Stored data entries:
########################################
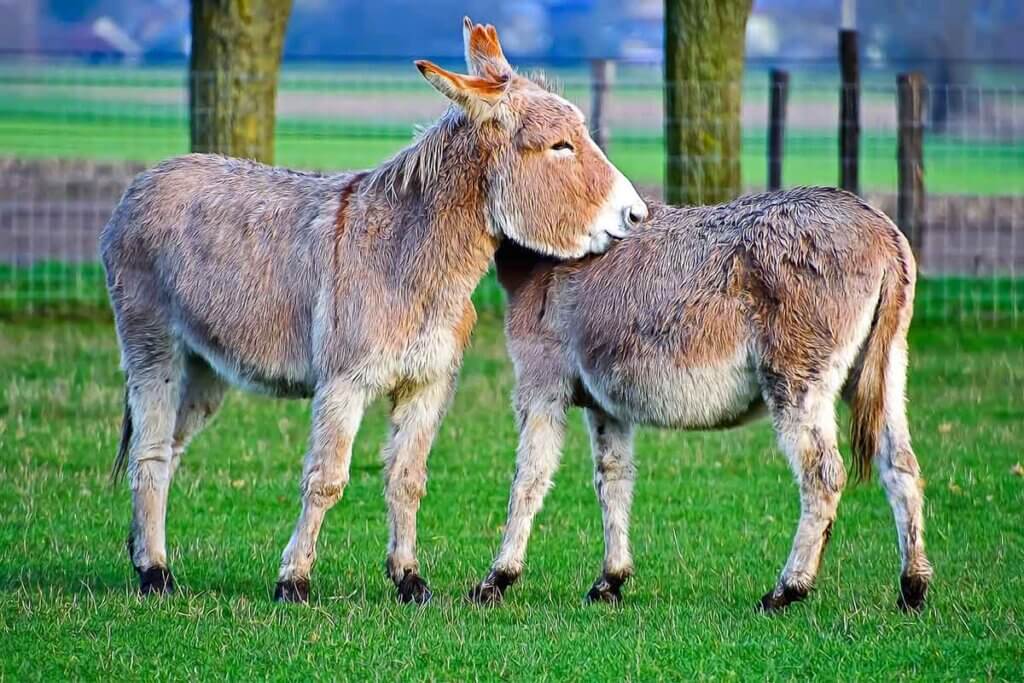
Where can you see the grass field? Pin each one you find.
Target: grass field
(352, 117)
(714, 516)
(952, 167)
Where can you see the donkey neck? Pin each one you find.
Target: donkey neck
(516, 266)
(435, 189)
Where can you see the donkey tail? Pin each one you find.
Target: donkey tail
(892, 317)
(121, 462)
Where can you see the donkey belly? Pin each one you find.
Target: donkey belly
(261, 366)
(687, 397)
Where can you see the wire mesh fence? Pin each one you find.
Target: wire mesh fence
(72, 137)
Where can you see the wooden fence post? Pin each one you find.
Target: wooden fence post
(778, 96)
(602, 72)
(849, 112)
(910, 158)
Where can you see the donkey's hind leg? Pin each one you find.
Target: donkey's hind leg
(154, 370)
(900, 476)
(806, 429)
(202, 393)
(542, 429)
(338, 407)
(611, 442)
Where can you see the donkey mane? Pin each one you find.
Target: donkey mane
(420, 163)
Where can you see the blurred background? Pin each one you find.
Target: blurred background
(92, 91)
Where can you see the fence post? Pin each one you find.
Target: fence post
(776, 125)
(849, 112)
(910, 158)
(602, 72)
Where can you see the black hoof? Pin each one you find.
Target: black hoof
(780, 598)
(412, 588)
(155, 581)
(491, 591)
(295, 590)
(606, 589)
(911, 593)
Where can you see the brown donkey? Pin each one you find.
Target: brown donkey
(700, 321)
(342, 288)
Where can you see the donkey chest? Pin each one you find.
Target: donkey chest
(656, 391)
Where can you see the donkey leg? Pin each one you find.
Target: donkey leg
(154, 386)
(203, 392)
(542, 428)
(416, 415)
(808, 437)
(900, 477)
(338, 408)
(611, 442)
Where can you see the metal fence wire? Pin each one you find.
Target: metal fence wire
(72, 137)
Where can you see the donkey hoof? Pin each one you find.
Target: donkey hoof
(781, 597)
(606, 589)
(911, 593)
(491, 591)
(156, 581)
(412, 588)
(292, 590)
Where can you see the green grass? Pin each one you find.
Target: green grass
(714, 515)
(951, 167)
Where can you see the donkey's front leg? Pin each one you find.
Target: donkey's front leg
(338, 408)
(416, 414)
(611, 442)
(542, 428)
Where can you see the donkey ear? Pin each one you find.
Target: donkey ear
(477, 95)
(483, 51)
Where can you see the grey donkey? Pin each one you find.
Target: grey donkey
(341, 288)
(706, 318)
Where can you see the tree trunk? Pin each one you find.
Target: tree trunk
(704, 70)
(236, 54)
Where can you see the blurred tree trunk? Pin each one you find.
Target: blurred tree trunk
(704, 70)
(236, 55)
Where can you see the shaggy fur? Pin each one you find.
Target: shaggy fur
(340, 288)
(704, 319)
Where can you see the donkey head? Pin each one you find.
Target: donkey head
(547, 185)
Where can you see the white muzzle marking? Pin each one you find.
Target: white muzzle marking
(622, 211)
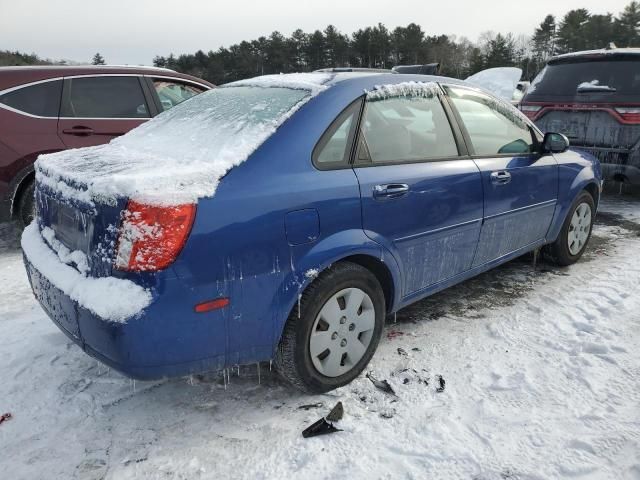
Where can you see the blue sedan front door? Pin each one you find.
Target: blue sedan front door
(520, 186)
(420, 199)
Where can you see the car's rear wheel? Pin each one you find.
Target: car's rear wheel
(26, 204)
(331, 336)
(575, 233)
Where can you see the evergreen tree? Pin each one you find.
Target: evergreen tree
(544, 40)
(97, 59)
(627, 26)
(598, 31)
(502, 52)
(571, 34)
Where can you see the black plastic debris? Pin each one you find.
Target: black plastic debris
(336, 413)
(321, 427)
(381, 384)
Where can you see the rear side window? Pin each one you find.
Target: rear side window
(104, 97)
(42, 99)
(172, 93)
(405, 129)
(612, 80)
(333, 149)
(494, 128)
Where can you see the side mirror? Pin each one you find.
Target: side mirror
(555, 143)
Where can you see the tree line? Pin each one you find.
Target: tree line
(380, 47)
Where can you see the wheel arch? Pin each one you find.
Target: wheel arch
(584, 181)
(364, 252)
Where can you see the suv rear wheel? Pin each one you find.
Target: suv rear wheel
(331, 336)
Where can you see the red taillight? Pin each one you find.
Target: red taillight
(530, 111)
(151, 237)
(629, 114)
(211, 305)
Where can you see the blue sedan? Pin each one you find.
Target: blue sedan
(285, 217)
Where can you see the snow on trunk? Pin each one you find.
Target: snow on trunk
(94, 294)
(181, 155)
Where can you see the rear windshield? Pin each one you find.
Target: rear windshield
(614, 80)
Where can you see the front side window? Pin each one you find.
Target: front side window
(405, 129)
(104, 97)
(41, 99)
(172, 93)
(494, 127)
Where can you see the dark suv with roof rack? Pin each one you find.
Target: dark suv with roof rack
(52, 108)
(593, 97)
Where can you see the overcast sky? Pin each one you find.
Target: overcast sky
(134, 31)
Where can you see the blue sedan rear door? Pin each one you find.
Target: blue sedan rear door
(520, 185)
(420, 197)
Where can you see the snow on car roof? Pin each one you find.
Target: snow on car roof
(403, 89)
(314, 82)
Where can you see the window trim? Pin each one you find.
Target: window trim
(351, 140)
(153, 93)
(458, 138)
(66, 93)
(533, 130)
(30, 84)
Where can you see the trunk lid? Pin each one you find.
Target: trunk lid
(82, 232)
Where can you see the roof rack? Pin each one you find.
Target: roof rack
(129, 66)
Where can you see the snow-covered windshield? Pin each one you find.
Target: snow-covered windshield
(180, 155)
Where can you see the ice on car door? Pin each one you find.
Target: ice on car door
(419, 197)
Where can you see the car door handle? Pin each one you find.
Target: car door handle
(391, 190)
(500, 178)
(79, 131)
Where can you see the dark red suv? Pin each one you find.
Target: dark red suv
(47, 109)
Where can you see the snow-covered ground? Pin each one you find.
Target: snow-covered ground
(542, 371)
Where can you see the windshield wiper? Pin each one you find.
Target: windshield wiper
(590, 87)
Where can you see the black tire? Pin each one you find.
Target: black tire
(293, 358)
(26, 204)
(558, 251)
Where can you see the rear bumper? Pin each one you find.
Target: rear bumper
(148, 347)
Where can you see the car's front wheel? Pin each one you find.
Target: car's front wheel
(331, 336)
(575, 233)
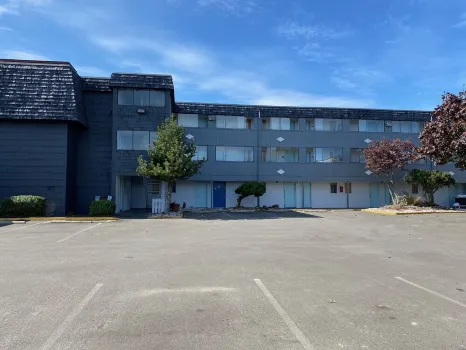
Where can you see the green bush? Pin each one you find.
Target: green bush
(102, 208)
(22, 206)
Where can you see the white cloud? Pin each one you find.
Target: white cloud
(237, 7)
(177, 56)
(294, 30)
(462, 22)
(199, 69)
(91, 71)
(315, 42)
(363, 80)
(15, 6)
(24, 55)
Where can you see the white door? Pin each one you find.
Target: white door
(138, 193)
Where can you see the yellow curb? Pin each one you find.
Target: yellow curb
(380, 212)
(64, 218)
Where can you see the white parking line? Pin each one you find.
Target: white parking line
(432, 292)
(25, 226)
(77, 233)
(76, 311)
(286, 318)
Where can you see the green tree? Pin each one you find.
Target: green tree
(430, 181)
(256, 189)
(171, 157)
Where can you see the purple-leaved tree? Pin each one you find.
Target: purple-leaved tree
(444, 139)
(386, 157)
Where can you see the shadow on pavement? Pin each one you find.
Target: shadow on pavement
(134, 214)
(253, 215)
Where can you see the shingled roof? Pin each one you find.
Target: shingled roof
(300, 112)
(142, 81)
(40, 90)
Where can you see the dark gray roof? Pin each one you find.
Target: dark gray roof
(295, 112)
(40, 90)
(142, 81)
(96, 84)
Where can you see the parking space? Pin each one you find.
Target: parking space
(274, 280)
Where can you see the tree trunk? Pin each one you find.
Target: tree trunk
(168, 199)
(391, 189)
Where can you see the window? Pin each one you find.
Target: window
(141, 97)
(310, 155)
(140, 140)
(328, 124)
(203, 121)
(124, 140)
(328, 155)
(406, 127)
(419, 161)
(188, 120)
(152, 138)
(153, 186)
(265, 123)
(230, 122)
(201, 153)
(357, 155)
(157, 98)
(371, 125)
(280, 124)
(294, 124)
(234, 154)
(280, 155)
(348, 187)
(310, 124)
(125, 97)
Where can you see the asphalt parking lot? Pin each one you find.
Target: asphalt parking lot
(276, 280)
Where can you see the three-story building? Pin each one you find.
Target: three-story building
(72, 138)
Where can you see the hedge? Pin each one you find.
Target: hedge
(22, 206)
(102, 208)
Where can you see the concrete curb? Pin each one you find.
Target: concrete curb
(380, 212)
(59, 219)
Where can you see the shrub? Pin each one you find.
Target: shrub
(247, 189)
(102, 208)
(22, 206)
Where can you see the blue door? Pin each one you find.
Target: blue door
(201, 195)
(290, 195)
(307, 202)
(374, 193)
(219, 194)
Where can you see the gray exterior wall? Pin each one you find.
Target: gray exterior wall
(94, 152)
(33, 158)
(302, 139)
(127, 118)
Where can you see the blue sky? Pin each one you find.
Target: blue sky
(397, 54)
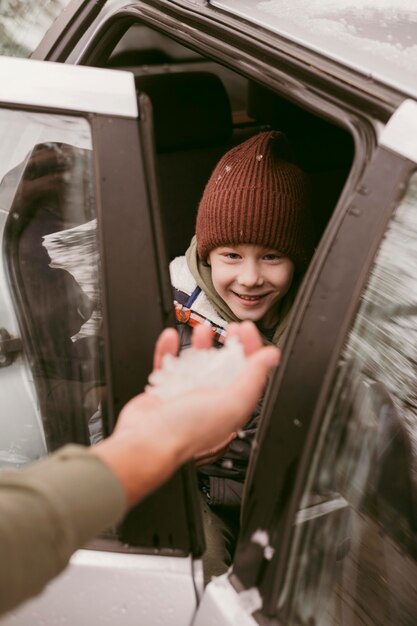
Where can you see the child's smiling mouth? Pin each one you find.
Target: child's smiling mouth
(250, 299)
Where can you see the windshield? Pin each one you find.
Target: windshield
(375, 37)
(23, 24)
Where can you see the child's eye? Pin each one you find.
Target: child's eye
(271, 257)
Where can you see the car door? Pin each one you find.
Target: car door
(329, 519)
(83, 298)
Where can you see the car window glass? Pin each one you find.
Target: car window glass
(50, 296)
(23, 23)
(354, 557)
(375, 37)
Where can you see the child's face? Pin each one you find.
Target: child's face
(251, 280)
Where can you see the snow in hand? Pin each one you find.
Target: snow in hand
(197, 368)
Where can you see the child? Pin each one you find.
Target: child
(252, 244)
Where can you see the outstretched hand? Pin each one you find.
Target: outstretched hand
(153, 437)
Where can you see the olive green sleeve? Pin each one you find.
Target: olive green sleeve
(47, 511)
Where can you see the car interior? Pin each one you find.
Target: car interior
(211, 109)
(200, 110)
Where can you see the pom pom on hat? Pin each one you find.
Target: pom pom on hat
(257, 195)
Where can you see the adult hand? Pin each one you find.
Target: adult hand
(153, 437)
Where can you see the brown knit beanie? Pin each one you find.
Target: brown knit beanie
(256, 195)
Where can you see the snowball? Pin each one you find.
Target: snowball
(214, 367)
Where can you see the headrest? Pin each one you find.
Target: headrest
(190, 109)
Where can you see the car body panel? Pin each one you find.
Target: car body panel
(108, 588)
(377, 38)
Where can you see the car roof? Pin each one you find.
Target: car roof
(377, 38)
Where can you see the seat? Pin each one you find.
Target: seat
(193, 129)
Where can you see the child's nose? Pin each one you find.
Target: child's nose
(249, 275)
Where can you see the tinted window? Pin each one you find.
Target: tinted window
(355, 550)
(50, 294)
(23, 23)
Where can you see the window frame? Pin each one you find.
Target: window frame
(123, 168)
(292, 422)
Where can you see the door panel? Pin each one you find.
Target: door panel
(289, 432)
(81, 280)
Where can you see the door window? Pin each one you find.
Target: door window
(354, 557)
(50, 292)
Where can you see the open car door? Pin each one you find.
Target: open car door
(83, 296)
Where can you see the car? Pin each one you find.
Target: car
(109, 132)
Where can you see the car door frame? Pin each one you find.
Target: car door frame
(291, 423)
(134, 311)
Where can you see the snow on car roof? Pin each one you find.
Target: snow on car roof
(377, 38)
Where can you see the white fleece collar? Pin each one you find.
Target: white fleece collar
(183, 280)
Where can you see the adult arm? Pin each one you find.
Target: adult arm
(52, 508)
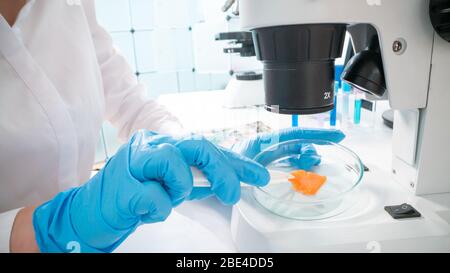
########################################
ABOUT THIS EXERCISE => Transcribe the records above exactly, beginning at the line that contains "Where can you see the blurred tree" and ending with the line that contains "Where can you see the white muzzle", both included, and nothing else.

ANSWER FOR THE TASK =>
Where can you see the blurred tree trunk? Pin each one you find.
Target: blurred tree trunk
(704, 70)
(236, 55)
Where can you see the shaggy fur? Pin each one you find.
Target: shaggy fur
(340, 288)
(704, 319)
Where can you see the donkey head? Pin each one you find.
Target: donkey head
(547, 185)
Where can you see the white muzzle marking? Pin each one you find.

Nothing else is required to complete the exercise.